TASK STATEMENT:
Recast every line of the records below as a Markdown table with two columns, Row and Line, numbering the rows in order and leaving out any blank lines.

DATA SUPPLIED:
******************************
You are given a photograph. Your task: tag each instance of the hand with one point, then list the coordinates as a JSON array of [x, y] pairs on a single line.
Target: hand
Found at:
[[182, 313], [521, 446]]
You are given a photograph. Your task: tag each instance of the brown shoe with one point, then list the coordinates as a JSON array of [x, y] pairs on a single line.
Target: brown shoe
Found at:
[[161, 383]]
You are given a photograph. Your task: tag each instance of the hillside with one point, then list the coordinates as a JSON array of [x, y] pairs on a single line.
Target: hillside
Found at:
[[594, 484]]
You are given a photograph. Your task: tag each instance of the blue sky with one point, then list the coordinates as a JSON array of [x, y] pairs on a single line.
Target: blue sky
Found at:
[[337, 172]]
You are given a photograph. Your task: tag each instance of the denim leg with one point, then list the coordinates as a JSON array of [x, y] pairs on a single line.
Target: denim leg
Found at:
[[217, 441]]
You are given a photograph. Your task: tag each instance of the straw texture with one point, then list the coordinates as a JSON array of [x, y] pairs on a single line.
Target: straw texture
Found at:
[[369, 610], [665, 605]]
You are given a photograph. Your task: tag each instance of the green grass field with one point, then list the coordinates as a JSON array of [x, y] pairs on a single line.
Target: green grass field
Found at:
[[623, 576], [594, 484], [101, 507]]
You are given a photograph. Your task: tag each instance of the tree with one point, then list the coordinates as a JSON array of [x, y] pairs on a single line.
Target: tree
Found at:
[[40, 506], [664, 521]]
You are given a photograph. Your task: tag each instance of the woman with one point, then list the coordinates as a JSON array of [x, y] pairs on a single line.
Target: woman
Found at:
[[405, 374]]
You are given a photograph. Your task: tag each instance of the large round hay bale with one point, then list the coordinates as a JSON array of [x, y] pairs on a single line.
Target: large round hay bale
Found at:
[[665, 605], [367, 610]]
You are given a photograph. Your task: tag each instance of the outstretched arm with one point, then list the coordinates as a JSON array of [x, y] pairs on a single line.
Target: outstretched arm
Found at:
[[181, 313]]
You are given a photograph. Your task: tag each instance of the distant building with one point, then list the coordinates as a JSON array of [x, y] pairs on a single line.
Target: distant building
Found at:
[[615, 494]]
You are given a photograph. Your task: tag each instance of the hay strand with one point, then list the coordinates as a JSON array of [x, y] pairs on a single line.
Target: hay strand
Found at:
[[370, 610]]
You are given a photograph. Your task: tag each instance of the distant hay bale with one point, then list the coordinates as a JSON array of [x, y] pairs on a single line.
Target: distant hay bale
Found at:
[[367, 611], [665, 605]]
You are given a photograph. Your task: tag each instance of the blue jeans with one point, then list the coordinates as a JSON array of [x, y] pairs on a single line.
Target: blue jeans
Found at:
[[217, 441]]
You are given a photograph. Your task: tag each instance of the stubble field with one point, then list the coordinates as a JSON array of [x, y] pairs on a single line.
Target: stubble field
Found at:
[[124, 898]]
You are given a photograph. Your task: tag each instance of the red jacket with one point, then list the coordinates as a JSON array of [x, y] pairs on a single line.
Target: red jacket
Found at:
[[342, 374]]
******************************
ANSWER TO THE EXERCISE:
| Row | Line |
|---|---|
| 1 | You are given a photograph. Your task: tag each instance of the hand with one point, then list the coordinates as a JSON array of [x, y] pairs on a single line. |
| 2 | Target: hand |
| 3 | Found at: |
| 4 | [[182, 313], [521, 446]] |
| 5 | You are given a photograph. Your task: tag each instance of the brown shoe with one point, then list the coordinates as a JSON array of [x, y] pairs on a single line. |
| 6 | Target: brown shoe |
| 7 | Found at: |
| 8 | [[161, 383]] |
| 9 | You are given a photograph. Your task: tag each instance of the hillside with one point, then list the coordinates as a JSON array of [x, y] pairs on a single line. |
| 10 | Target: hillside |
| 11 | Found at: |
| 12 | [[594, 484]] |
| 13 | You are given a photograph. Your task: tag each instance of the blue sky with one point, then list the coordinates as a JSON array of [x, y] pairs on a single line. |
| 14 | Target: blue sky |
| 15 | Found at: |
| 16 | [[337, 172]] |
| 17 | You are given a photograph. Your task: tag each instance of the denim leg with one point, then list the coordinates as a JSON array of [x, y] pairs on a single line. |
| 18 | Target: denim leg |
| 19 | Found at: |
| 20 | [[217, 441]] |
| 21 | You are given a photograph. Your task: tag each instance of the straw texture with one point, then list the coordinates as a JSON array of [x, y] pairs on a single line. |
| 22 | Target: straw texture |
| 23 | Found at: |
| 24 | [[369, 610], [665, 605]] |
| 25 | You are given a photograph. Your task: tag each instance of the green grass field with one point, then list the coordinates as a JSON array of [x, y] pairs on a single line. |
| 26 | Target: green grass field |
| 27 | Found at: |
| 28 | [[623, 576], [594, 484], [101, 507]] |
| 29 | You are given a photograph. Your task: tag each instance of the tree with one point, then list the coordinates as a JSON array of [x, y] pairs on a single line. |
| 30 | Target: tree |
| 31 | Found at: |
| 32 | [[40, 506], [664, 521]] |
| 33 | You are given a photograph. Your task: tag each instance of the woman with one point, then list the coordinates as a JSON array of [x, y] pairs on a single line. |
| 34 | Target: woman |
| 35 | Found at: |
| 36 | [[405, 374]] |
| 37 | You are given a photograph. Your task: tag each instance of the large round hay bale with one point, then list the coordinates as a JSON array of [x, y] pairs on a single line. |
| 38 | Target: large round hay bale |
| 39 | Found at: |
| 40 | [[665, 605], [367, 610]] |
| 41 | You are given a photograph. Your task: tag each instance of the outstretched arm with one point, then list the coordinates as a JSON array of [x, y] pairs on a single line. |
| 42 | Target: outstretched arm |
| 43 | Found at: |
| 44 | [[181, 313]] |
| 45 | You are given a photograph. Your task: tag each instance of the distant building with one point, then list the coordinates as a JSON array of [x, y] pairs on a single line. |
| 46 | Target: distant building |
| 47 | Found at: |
| 48 | [[615, 494]] |
| 49 | You are given a photograph. Your task: tag each instance of the hay strand with one point, then list the coordinates as a JSON array of [x, y] pairs on a single line. |
| 50 | Target: hay strand |
| 51 | Found at: |
| 52 | [[370, 610]] |
| 53 | You are given a photograph. Your task: tag each instance of the distant hay bale with one point, then list the coordinates as a JSON array of [x, y] pairs on a single line. |
| 54 | Target: distant hay bale |
| 55 | Found at: |
| 56 | [[367, 611], [665, 605]] |
| 57 | You are given a photograph. Your task: tag each instance of the blue jeans with one point, then list the coordinates as a JSON array of [x, y] pairs on a single line. |
| 58 | Target: blue jeans |
| 59 | Found at: |
| 60 | [[217, 441]] |
| 61 | You are given a photograph. Your task: tag each instance of the stubble field with one point, then list the coordinates as a JSON array of [x, y] pairs on a single line. |
| 62 | Target: stubble field |
| 63 | Found at: |
| 64 | [[124, 898]] |
| 65 | You are given a photograph. Your task: tag each instance of the red jacket with one point, then list the coordinates as a JSON array of [x, y] pairs on a single line. |
| 66 | Target: red jacket |
| 67 | Found at: |
| 68 | [[342, 374]] |